───── Data ─────

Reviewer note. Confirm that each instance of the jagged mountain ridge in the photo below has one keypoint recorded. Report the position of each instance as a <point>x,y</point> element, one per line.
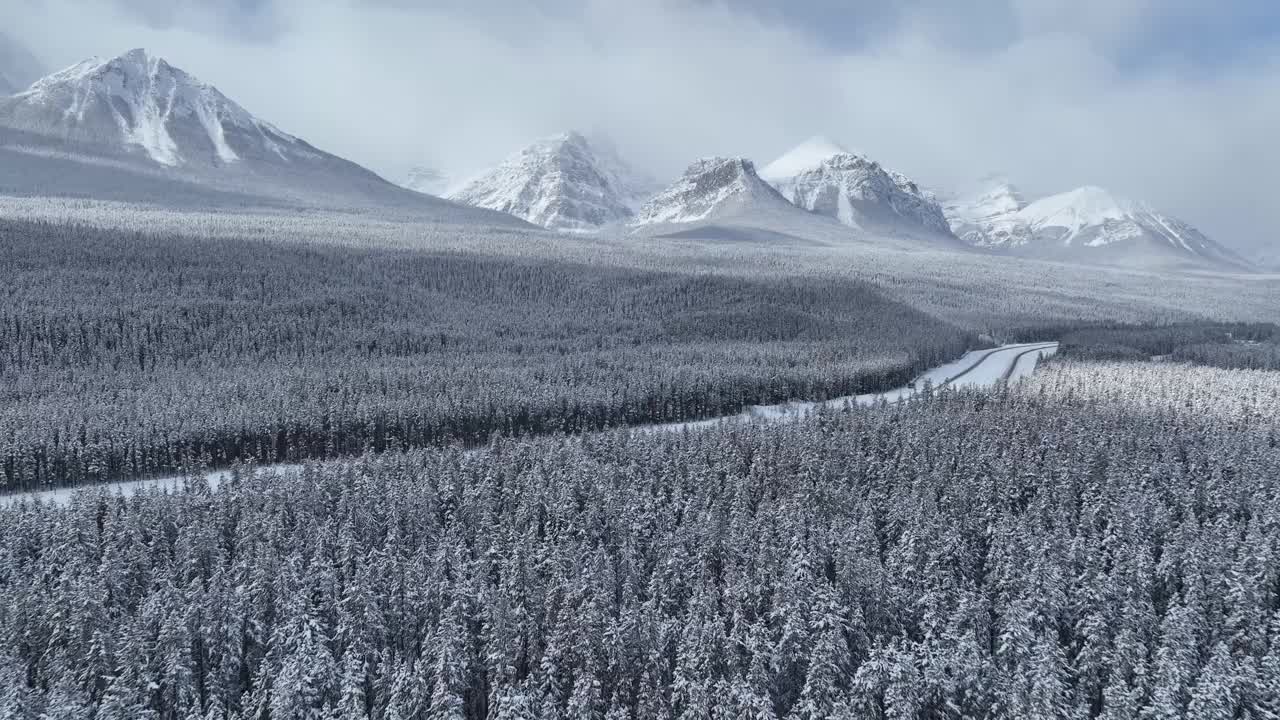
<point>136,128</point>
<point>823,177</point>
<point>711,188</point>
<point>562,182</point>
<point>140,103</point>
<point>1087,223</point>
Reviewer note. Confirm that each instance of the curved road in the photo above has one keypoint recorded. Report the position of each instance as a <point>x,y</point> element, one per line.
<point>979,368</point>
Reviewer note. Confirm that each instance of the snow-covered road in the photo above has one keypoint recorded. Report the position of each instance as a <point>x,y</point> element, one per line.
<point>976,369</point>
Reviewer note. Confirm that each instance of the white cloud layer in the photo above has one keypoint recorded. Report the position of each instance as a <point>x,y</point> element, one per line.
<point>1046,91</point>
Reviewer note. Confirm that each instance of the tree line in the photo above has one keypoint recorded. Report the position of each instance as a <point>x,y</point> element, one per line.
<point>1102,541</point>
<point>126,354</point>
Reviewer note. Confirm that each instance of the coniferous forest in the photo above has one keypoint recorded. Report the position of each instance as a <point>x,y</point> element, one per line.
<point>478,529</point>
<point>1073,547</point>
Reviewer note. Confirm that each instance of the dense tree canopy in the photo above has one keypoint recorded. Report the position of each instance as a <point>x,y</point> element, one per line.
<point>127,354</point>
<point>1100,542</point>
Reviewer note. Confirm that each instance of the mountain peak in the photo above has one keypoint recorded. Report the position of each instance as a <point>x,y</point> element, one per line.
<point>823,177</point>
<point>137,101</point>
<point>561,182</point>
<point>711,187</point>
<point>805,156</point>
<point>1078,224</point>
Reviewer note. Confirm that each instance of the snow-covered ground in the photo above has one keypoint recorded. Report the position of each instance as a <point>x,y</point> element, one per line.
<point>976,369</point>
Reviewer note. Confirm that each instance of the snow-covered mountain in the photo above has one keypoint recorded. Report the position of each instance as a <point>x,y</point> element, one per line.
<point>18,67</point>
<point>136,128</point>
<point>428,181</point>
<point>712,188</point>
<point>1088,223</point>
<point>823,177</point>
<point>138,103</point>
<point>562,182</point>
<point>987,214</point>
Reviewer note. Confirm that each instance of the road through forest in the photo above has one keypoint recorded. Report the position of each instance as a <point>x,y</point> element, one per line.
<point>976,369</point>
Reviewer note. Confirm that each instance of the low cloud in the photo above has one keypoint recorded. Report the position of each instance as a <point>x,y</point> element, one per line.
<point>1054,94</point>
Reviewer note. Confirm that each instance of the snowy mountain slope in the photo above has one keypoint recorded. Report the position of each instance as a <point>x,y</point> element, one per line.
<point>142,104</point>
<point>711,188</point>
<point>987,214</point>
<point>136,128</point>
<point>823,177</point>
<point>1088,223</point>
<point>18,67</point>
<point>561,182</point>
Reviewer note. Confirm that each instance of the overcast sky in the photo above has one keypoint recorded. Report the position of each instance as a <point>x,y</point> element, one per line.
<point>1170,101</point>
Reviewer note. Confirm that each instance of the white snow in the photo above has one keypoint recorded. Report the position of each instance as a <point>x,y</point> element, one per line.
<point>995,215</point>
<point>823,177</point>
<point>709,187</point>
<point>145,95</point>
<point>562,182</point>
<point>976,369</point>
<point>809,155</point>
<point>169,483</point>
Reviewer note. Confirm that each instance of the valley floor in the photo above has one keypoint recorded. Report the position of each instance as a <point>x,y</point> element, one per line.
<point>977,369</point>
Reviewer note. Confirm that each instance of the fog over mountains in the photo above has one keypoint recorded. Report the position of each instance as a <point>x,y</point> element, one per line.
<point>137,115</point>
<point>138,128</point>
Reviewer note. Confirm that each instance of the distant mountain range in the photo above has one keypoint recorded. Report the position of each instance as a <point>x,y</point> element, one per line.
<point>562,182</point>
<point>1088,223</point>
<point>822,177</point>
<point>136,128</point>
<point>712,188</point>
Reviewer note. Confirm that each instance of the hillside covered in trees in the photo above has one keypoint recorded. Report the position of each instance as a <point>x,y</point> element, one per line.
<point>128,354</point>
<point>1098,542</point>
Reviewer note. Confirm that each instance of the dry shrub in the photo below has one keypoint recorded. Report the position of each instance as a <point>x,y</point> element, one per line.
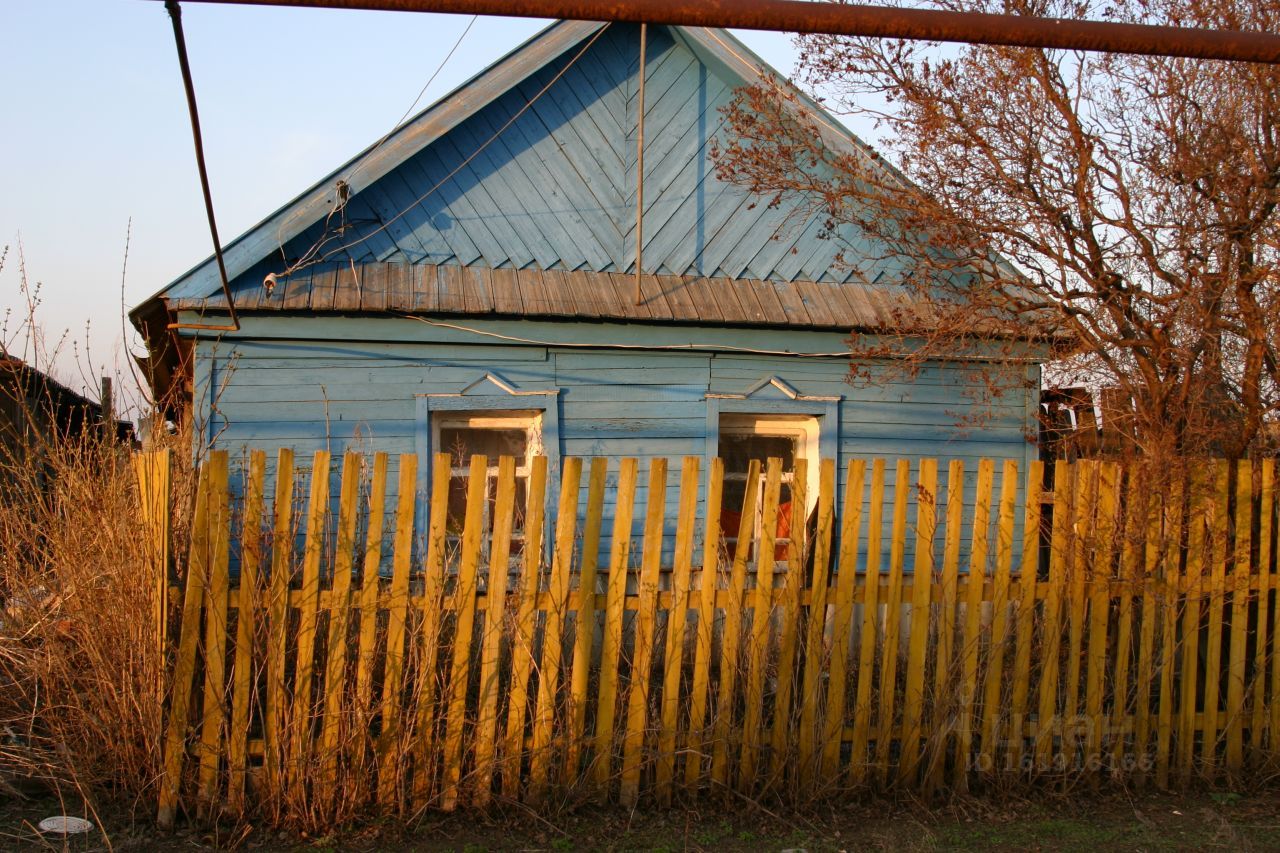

─────

Exercise requirements: Your output should consist solely of the lines from the line containing "Reviewer note. Confirm that each instance of the snowy" through the last line of the entries, verbatim, minus any pictures.

The reply:
Reviewer note. Confirm that each instance of the snowy mountain slope in the photo above has one keypoint recorded. Report the position of each instance as a <point>x,y</point> element, one per line.
<point>142,104</point>
<point>711,188</point>
<point>987,214</point>
<point>136,128</point>
<point>823,177</point>
<point>1088,223</point>
<point>18,67</point>
<point>561,182</point>
Reviewer note. Confirm that each instance of the overcast sky in the photo above has one keypoint recorded. Report the position of each instance as a <point>x,y</point> element, one per line.
<point>1170,101</point>
Reviewer note. Confirm that each instance of the white snow in the photo above has one keypoint recorded. Report the position of each instance as a <point>x,y</point> element, one per line.
<point>995,215</point>
<point>823,177</point>
<point>709,187</point>
<point>145,95</point>
<point>562,182</point>
<point>976,369</point>
<point>809,155</point>
<point>169,483</point>
Reviewer note. Confirm that each instance of the valley floor in the photo above has one keypoint recorded. Report the position of each instance as a <point>x,y</point> element, one per line.
<point>977,369</point>
Reviewer note. Confirm that each instance of the fog over mountains in the photo above has one keypoint recorded. Report the position of each instance as a <point>x,y</point> element, one per line.
<point>137,115</point>
<point>138,128</point>
Reviewer note. Confirm that each instance of the distant mountain range in the photo above has one keypoint recorded. Report the position of each instance as a <point>x,y</point> element, one per line.
<point>562,182</point>
<point>1088,223</point>
<point>822,177</point>
<point>136,128</point>
<point>712,188</point>
Reviewer note. Confirm that each instance of the hillside covered in trees in the photo above has one keypoint recorded. Report the position of each instance as a <point>x,y</point> element, one per line.
<point>128,354</point>
<point>1098,542</point>
Reviewer note. Confirm that each instance of the dry shrub in the photo below has one keypoint recorded. Report the position of each instance as a <point>x,y</point> element, one per line.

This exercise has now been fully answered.